List every number that appears in the interview text, along with what each one counts.

═════ Document text ═════

Welcome back to our series on writing the #MoreThanHuman. We offer a set of interviews with poets and writers on how they approach writing about the environment. The more-than-human is a phrase that seeks to side-step traditional nature-culture dualisms and draw attention to the unity of all life as a kind of shared commonwealth existing on a fragile planet. It also reminds us humans that there is more to life, that there is more world, than the human. It relocates us in relation to the mystery.
This week we meet Anstice Fisher, who has worked as a psychotherapist for 40 years and trained at the Scandinavian Centre for Shamanic Studies. Her poems reflect on the interconnectedness of people and the natural world, which pre-Christian and indigenous cultures have long understood.
The Keeper of Medicinal Herbs & His More Knowledgeable Wife

Zoë Brigley: We are very interested in the team at MODRON about the kinds of herbal knowledges that have been passed down for generations. What inspired this focus?
Anstice Fisher: This poem is one of a sequence of 20 set on an unspecified island off the coast of Britain over 1,000 years ago, when the Christianisation of the country was well underway but by no means complete. I’ve long been fascinated by pre-Christian cultures, not just in Britain but across Europe. These cultures tended to have an animistic worldview in which everything is experienced as alive and conscious in its own particular way.

═════ Material supplied ═════

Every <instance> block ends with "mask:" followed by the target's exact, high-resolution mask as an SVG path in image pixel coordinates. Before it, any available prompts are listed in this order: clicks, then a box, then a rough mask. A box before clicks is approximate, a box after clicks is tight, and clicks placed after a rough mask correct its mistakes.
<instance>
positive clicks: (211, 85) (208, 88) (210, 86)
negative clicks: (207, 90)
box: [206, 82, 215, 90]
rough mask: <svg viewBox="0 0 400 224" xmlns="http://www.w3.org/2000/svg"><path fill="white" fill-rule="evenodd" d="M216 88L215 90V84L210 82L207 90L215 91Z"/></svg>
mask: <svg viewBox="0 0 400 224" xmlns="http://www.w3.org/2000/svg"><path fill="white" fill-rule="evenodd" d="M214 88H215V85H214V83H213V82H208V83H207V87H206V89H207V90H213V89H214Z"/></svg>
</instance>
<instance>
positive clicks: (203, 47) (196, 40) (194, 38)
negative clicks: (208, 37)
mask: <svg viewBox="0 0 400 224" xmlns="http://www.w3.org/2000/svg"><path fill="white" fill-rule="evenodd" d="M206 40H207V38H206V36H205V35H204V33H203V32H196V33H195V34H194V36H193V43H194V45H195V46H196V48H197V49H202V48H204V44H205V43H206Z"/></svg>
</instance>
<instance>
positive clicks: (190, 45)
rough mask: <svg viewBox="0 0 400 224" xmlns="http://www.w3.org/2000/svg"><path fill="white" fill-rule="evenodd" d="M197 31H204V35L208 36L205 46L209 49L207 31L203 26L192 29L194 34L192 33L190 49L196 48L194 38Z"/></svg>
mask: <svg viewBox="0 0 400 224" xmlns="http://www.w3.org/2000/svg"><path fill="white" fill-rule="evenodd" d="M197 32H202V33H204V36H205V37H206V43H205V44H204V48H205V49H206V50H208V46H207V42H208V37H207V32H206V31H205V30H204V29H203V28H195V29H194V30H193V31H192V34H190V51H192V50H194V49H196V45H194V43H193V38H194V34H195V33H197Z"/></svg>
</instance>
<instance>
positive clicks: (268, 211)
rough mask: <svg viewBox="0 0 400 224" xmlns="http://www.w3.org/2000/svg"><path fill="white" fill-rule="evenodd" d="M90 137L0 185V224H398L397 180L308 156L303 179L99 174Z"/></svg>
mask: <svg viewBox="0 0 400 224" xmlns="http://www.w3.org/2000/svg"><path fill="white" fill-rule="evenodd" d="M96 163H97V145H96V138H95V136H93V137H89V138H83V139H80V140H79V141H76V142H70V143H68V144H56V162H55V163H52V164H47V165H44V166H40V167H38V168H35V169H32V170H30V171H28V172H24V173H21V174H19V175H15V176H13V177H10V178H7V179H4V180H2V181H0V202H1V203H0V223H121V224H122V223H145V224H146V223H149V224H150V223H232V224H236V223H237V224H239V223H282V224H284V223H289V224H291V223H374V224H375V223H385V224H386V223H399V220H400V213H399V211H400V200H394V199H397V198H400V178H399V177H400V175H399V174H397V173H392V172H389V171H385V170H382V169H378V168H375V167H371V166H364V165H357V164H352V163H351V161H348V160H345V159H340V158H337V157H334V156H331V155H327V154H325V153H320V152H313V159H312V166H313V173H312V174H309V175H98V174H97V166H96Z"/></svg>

═════

» **Completed task**
- 40: the years Anstice Fisher has worked as a psychotherapist
- 20: the poems in the sequence
- 1,000: the years before now when the poems are set